* [Task prompt] Pull every line that includes the word "light" from the data.

* [Records to process]
- - - - -
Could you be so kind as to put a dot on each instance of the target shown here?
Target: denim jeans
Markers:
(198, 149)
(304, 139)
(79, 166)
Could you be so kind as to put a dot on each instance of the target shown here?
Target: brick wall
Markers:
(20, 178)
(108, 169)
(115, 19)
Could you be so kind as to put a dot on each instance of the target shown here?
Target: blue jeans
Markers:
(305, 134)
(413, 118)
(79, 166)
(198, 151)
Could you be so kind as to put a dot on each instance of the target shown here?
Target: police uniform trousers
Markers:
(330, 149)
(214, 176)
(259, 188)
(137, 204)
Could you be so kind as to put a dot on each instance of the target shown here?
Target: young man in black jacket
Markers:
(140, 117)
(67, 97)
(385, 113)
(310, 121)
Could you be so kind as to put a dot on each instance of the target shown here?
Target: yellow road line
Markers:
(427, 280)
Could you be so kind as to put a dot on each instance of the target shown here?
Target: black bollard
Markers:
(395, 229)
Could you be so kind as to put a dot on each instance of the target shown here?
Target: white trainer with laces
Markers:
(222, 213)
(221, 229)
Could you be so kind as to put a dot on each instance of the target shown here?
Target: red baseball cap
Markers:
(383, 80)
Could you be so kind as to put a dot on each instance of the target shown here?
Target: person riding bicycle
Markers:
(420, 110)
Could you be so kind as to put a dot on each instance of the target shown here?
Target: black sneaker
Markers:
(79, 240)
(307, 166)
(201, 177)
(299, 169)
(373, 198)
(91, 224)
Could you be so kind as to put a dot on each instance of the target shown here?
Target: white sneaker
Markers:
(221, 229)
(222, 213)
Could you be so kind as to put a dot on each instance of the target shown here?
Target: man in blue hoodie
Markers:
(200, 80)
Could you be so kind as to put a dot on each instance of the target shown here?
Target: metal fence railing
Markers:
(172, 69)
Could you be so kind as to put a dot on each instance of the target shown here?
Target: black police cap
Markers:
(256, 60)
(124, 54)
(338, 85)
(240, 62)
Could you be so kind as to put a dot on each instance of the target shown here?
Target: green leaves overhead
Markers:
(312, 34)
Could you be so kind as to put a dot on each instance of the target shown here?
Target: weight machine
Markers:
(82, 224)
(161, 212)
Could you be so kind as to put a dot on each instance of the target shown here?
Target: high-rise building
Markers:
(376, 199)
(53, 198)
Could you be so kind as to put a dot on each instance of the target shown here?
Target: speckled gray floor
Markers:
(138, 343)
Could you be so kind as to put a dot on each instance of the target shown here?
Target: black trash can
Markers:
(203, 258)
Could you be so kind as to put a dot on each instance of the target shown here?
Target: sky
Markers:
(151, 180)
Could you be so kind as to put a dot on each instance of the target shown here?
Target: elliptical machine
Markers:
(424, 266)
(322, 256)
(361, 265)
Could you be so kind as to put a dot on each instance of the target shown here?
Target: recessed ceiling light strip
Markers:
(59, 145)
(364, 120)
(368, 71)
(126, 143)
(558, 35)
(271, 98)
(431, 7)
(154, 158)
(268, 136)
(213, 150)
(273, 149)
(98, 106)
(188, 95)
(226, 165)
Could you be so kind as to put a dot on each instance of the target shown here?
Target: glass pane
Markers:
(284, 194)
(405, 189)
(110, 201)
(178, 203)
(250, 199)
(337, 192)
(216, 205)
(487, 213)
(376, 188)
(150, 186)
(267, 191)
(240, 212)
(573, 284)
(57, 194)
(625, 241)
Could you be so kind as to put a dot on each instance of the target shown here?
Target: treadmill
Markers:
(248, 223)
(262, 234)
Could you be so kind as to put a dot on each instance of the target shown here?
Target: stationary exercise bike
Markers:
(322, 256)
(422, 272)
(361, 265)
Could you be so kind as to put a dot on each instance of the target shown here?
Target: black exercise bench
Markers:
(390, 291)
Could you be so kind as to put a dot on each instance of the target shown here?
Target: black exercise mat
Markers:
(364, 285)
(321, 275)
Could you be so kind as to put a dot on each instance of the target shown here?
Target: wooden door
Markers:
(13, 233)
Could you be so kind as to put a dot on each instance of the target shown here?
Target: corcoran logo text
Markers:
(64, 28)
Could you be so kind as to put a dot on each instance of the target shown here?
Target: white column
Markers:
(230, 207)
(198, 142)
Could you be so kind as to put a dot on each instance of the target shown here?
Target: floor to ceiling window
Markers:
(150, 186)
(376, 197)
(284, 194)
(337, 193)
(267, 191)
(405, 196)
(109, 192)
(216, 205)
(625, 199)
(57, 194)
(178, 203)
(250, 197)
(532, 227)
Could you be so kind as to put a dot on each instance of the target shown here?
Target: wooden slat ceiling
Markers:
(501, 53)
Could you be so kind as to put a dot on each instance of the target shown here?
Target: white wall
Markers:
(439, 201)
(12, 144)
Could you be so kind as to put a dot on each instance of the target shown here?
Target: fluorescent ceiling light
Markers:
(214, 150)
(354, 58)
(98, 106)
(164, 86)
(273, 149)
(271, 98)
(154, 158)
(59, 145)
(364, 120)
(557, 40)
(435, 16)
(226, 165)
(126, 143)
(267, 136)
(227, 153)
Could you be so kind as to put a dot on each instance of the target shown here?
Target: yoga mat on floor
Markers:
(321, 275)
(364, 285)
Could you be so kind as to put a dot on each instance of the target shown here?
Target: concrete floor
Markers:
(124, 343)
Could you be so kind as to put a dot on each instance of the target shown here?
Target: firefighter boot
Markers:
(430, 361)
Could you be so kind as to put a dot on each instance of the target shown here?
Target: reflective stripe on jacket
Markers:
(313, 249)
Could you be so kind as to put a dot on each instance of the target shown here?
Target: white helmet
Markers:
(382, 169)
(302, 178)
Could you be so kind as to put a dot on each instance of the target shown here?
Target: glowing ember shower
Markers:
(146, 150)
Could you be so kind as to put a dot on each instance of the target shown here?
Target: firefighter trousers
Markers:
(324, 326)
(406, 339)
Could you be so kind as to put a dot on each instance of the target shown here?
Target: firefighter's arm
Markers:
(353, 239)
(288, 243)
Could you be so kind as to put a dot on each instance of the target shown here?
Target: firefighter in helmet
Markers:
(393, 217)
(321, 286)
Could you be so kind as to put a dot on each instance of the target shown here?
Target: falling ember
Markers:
- - - - -
* [Response to this task]
Target: recessed ceiling light strip
Target: fluorescent ceiling light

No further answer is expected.